● Records shown
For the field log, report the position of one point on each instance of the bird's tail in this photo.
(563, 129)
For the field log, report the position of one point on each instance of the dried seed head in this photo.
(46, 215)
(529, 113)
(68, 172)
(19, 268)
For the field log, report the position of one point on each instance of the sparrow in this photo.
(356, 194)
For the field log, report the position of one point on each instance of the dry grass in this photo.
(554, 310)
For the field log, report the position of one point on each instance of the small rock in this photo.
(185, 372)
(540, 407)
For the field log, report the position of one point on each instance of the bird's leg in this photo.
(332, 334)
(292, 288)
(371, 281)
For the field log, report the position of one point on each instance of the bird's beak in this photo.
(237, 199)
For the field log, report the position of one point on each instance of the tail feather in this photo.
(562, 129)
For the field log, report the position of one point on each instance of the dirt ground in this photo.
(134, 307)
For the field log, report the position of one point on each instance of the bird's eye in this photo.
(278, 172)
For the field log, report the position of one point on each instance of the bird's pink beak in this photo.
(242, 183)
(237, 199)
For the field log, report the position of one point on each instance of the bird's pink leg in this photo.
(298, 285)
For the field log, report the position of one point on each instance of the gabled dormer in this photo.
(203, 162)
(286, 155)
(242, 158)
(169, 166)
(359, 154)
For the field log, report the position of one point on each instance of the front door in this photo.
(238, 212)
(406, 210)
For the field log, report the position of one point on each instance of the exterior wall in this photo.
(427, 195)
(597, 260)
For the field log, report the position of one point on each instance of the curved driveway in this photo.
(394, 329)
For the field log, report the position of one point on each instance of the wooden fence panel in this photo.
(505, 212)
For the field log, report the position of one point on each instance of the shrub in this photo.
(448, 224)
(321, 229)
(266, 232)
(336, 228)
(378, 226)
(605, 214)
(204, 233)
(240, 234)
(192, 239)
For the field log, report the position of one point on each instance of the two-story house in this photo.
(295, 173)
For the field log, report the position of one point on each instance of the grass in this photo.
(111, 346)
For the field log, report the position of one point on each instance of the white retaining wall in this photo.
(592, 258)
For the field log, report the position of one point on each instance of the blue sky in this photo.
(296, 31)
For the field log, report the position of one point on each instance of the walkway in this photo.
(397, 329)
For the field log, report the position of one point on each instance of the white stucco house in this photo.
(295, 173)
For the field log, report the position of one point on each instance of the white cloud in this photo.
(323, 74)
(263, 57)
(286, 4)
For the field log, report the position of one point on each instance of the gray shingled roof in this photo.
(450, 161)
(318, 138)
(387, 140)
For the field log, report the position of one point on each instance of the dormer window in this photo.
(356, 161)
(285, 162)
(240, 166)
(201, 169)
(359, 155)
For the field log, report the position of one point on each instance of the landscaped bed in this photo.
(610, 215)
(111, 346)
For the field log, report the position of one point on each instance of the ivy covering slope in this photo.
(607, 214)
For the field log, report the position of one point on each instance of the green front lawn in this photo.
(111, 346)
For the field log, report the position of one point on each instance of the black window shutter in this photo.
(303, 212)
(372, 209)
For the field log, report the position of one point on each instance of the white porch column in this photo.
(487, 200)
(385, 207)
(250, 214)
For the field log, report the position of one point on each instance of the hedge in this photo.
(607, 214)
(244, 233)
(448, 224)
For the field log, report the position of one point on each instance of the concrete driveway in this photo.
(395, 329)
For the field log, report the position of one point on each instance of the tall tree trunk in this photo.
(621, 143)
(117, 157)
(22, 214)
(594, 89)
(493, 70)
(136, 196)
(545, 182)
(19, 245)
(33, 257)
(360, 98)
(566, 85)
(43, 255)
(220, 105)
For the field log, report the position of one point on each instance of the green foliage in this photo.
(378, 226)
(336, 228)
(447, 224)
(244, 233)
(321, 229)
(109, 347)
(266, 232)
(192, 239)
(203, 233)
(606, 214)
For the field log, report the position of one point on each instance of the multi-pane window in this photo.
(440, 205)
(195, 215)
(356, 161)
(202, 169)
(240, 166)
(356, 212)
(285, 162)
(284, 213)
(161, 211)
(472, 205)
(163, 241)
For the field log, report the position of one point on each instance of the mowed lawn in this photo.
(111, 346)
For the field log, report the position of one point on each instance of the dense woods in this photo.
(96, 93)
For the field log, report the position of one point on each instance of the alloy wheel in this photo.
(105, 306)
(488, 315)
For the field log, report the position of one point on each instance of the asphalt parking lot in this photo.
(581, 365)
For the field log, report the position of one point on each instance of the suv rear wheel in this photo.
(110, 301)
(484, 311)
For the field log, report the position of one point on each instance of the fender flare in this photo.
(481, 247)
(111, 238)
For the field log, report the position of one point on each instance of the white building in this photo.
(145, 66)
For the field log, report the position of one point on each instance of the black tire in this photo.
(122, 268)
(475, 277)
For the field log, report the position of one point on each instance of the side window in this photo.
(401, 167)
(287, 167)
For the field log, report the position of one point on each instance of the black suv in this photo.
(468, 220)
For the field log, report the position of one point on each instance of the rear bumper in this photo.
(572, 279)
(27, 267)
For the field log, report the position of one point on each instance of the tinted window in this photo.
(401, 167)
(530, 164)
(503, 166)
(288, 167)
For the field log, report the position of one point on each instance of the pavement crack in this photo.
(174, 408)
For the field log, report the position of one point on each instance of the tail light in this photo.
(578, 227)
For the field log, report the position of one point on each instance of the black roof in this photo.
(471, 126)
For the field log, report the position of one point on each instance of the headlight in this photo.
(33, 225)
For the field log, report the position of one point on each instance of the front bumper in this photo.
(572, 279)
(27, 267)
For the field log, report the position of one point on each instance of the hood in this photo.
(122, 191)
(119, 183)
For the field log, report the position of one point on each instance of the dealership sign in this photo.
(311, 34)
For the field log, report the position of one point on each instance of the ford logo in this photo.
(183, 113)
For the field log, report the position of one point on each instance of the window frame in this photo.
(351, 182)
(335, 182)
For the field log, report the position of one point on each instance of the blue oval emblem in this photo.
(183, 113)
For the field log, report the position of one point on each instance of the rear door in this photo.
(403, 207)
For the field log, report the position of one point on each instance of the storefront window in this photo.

● Task goal
Rewrite every one of the items with "field log" switched to "survey notes", keeping all other wording unchanged.

● Result of this task
For the survey notes, report the position of one point on each instance of the bird's tail in this photo.
(563, 129)
For the survey notes, report the position of one point on each instance of the dried seed head in this photo.
(46, 215)
(529, 113)
(68, 172)
(19, 268)
For the survey notes, report the position of one point on each instance of the sparrow in this photo.
(356, 194)
For the survey notes, report the position of one point on each instance of the dry grass in this photo.
(554, 310)
For the survey notes, report the position of one point on each instance of the small rock in this photo.
(185, 372)
(540, 407)
For the survey notes, report the position of one point on each instance of the bird's leg in this photo.
(332, 334)
(292, 288)
(371, 281)
For the survey notes, report the position of one point on each instance of the bird's beak in this photo.
(237, 199)
For the survey notes, report the position of one point on each instance of the tail feather in this photo.
(562, 129)
For the survey notes, report the position of one point on each instance of the dirt ground in this photo.
(134, 307)
For the survey notes, report the position of one point on each instance of the bird's eye in this photo.
(278, 172)
For the survey notes, report the position of one point on each instance of the bird's pink beak in this photo.
(242, 183)
(237, 199)
For the survey notes, report the position of one point on each instance of the bird's pink leg in this photo.
(298, 285)
For the survey notes, report the position of one point on each instance of the gabled dormer in this photo.
(203, 162)
(286, 155)
(242, 158)
(169, 166)
(359, 154)
For the survey notes, report the position of one point on each instance of the front door in this photo.
(238, 212)
(406, 210)
For the survey notes, report the position of one point on each instance of the exterior wall in this photo.
(427, 195)
(597, 260)
For the survey notes, report the position of one point on each instance of the curved driveway in this photo.
(394, 329)
For the survey notes, report the position of one point on each instance of the wooden fence panel in this photo.
(505, 212)
For the survey notes, report the position of one point on each instance of the shrub in this photo.
(448, 224)
(321, 229)
(266, 232)
(336, 228)
(378, 226)
(605, 214)
(204, 233)
(240, 234)
(192, 239)
For the survey notes, report the position of one point on each instance of the two-story house in this photo.
(295, 173)
For the survey notes, report the position of one point on each instance of the grass in this photo.
(111, 346)
For the survey notes, report the position of one point on each instance of the white retaining wall in this photo.
(592, 258)
For the survey notes, report the position of one point on each instance of the blue sky in this photo.
(296, 31)
For the survey notes, report the position of one point on each instance of the walkway in this photo.
(397, 329)
For the survey notes, report the position of one point on each instance of the white stucco house in this photo.
(295, 173)
For the survey notes, report the position of one point on each instance of the white cloud in this photo.
(323, 74)
(263, 57)
(286, 4)
For the survey notes, report the position of one point on each instance of the gray shingled roof in this photo.
(450, 161)
(318, 138)
(387, 140)
For the survey notes, report the position of one point on each instance of the dormer window in this photo.
(356, 161)
(285, 162)
(240, 166)
(201, 169)
(359, 155)
For the survey notes, report the position of one point on each instance of the landscaped bed in this photo.
(610, 215)
(111, 346)
For the survey notes, report the position of one point on each instance of the ivy covering slope in this photo.
(607, 214)
For the survey notes, report the position of one point on each instance of the green front lawn in this photo.
(111, 346)
For the survey notes, report the position of one point on each instance of the black window shutter in this photo.
(303, 212)
(372, 209)
For the survey notes, report the position of one point on each instance of the white porch column in this photo.
(487, 200)
(385, 207)
(250, 214)
For the survey notes, report the position of one point on each instance of the hedge in this photo.
(607, 214)
(244, 233)
(448, 224)
For the survey notes, report the position of one point on each instance of the concrete driveway in this photo.
(395, 329)
For the survey notes, report the position of one point on each instance of the tall tree trunk in this photo.
(621, 143)
(117, 157)
(22, 214)
(594, 89)
(493, 70)
(136, 196)
(545, 182)
(19, 245)
(33, 257)
(360, 98)
(566, 85)
(43, 255)
(220, 105)
For the survey notes, report the position of one point on each instance of the green foliage in this photo.
(378, 226)
(336, 228)
(447, 224)
(244, 233)
(321, 229)
(109, 347)
(266, 232)
(192, 239)
(203, 233)
(606, 214)
For the survey notes, report the position of one point on each instance of the multi-pane window in this photo.
(440, 205)
(195, 215)
(356, 161)
(202, 169)
(240, 166)
(356, 212)
(285, 162)
(284, 213)
(161, 211)
(472, 205)
(163, 241)
For the survey notes, report the position of one point on each instance of the mowed lawn in this photo.
(111, 346)
For the survey notes, report the position of one point on each instance of the dense woods in this photo.
(96, 93)
For the survey notes, report the position of one point on each instance of the alloy wheel in this photo.
(105, 306)
(488, 315)
For the survey notes, report the position of one point on each instance of the asphalt parking lot in this photo.
(581, 365)
For the survey notes, report the position of one point on each instance of the suv rear wheel in this photo.
(110, 301)
(484, 311)
For the survey notes, report the position of one point on each instance of the fender flare in this photo.
(481, 247)
(111, 238)
For the survey notes, report the position of one point on each instance of the white building in this photo.
(145, 66)
For the survey notes, report the position of one point on each instance of the black tire in this photo.
(122, 268)
(475, 277)
For the survey notes, report the position of one point on each instance of the side window in this photo.
(401, 167)
(287, 167)
For the survey notes, report the position of one point on each instance of the black suv in this photo.
(468, 220)
For the survey notes, report the position of one point on each instance of the rear bumper in this photo.
(572, 279)
(27, 267)
For the survey notes, report the position of one point on each instance of the tinted window in this photo.
(401, 167)
(530, 164)
(503, 166)
(288, 167)
For the survey notes, report the position of one point on each instance of the pavement crack in this photo.
(174, 408)
For the survey notes, report the position of one point on each instance of the tail light in this photo.
(578, 227)
For the survey notes, report the position of one point on each instance of the black roof in this photo.
(471, 126)
For the survey notes, report the position of one point on each instance of the headlight in this photo.
(33, 225)
For the survey notes, report the position of one point on each instance of the front bumper in this photo.
(572, 279)
(27, 267)
For the survey notes, report the position of one point on each instance of the hood in this photo.
(122, 191)
(119, 183)
For the survey notes, report the position of one point on each instance of the dealership sign in this photo.
(311, 34)
For the survey notes, report the position of one point on each instance of the ford logo in this photo.
(183, 113)
For the survey notes, report the position of one point on each instance of the window frame in this photo.
(351, 182)
(335, 182)
For the survey notes, report the position of one point on each instance of the blue oval emblem in this photo.
(183, 113)
For the survey notes, report the position of one point on each instance of the rear door in this photo.
(403, 207)
For the survey notes, report the position of one point on each instance of the storefront window in this photo.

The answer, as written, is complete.